Assignment: Lines before the one containing "Objective — indicate one point on every instance of the copper" are not wanted. Transcribe that line and all after it exactly, to the end of the entries.

Data records
BEGIN

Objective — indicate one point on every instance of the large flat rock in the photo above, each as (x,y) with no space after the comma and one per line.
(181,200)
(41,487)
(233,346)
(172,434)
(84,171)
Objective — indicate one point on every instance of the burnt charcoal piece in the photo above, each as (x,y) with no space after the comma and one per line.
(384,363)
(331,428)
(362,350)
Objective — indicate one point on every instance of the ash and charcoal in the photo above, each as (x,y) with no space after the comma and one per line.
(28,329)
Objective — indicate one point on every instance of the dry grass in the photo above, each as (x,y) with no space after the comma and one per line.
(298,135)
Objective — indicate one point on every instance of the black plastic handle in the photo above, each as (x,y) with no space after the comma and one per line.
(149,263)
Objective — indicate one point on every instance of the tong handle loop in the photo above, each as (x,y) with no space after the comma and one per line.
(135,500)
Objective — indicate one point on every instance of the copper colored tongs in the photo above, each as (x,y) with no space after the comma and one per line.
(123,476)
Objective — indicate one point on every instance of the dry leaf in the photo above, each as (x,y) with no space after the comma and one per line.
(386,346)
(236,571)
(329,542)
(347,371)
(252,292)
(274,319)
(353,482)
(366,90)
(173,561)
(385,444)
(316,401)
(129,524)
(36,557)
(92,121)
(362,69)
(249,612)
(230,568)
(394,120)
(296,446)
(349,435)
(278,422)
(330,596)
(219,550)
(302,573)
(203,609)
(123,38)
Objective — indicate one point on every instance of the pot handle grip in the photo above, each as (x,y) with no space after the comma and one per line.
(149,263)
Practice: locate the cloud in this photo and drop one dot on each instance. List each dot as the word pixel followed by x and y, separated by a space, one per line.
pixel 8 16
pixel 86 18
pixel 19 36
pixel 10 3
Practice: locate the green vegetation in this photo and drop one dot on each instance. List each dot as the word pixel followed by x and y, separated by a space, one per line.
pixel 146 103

END

Expected answer:
Objective — indicate one point on every instance of the copper colored tongs in the photo above, each as (x,y) with no space after the comma and one per line.
(123,476)
Objective — indicate one point on every instance of the dry leaf in the photo above, each as (x,y) with no space after the comma and one per line.
(386,346)
(236,571)
(329,542)
(347,371)
(252,292)
(274,319)
(353,482)
(366,90)
(173,561)
(385,444)
(316,401)
(129,524)
(36,557)
(92,121)
(362,69)
(249,612)
(230,568)
(394,120)
(296,446)
(349,435)
(278,422)
(330,596)
(219,550)
(302,573)
(203,609)
(123,38)
Objective — indicate one point on every instance of the pot handle grip in the photo above, each as (x,y) with no space after the comma and one per line.
(149,263)
Practice: locate the cloud in this photo and drop one dot on each instance. List each dot as the word pixel followed by x and y, separated by a space, one per line.
pixel 8 16
pixel 86 18
pixel 19 36
pixel 10 3
Practice: locate the green vegetation in this photo and drop one dot on each instance. List each dot as the word pixel followed by x and y, separated by a space, one per line.
pixel 146 103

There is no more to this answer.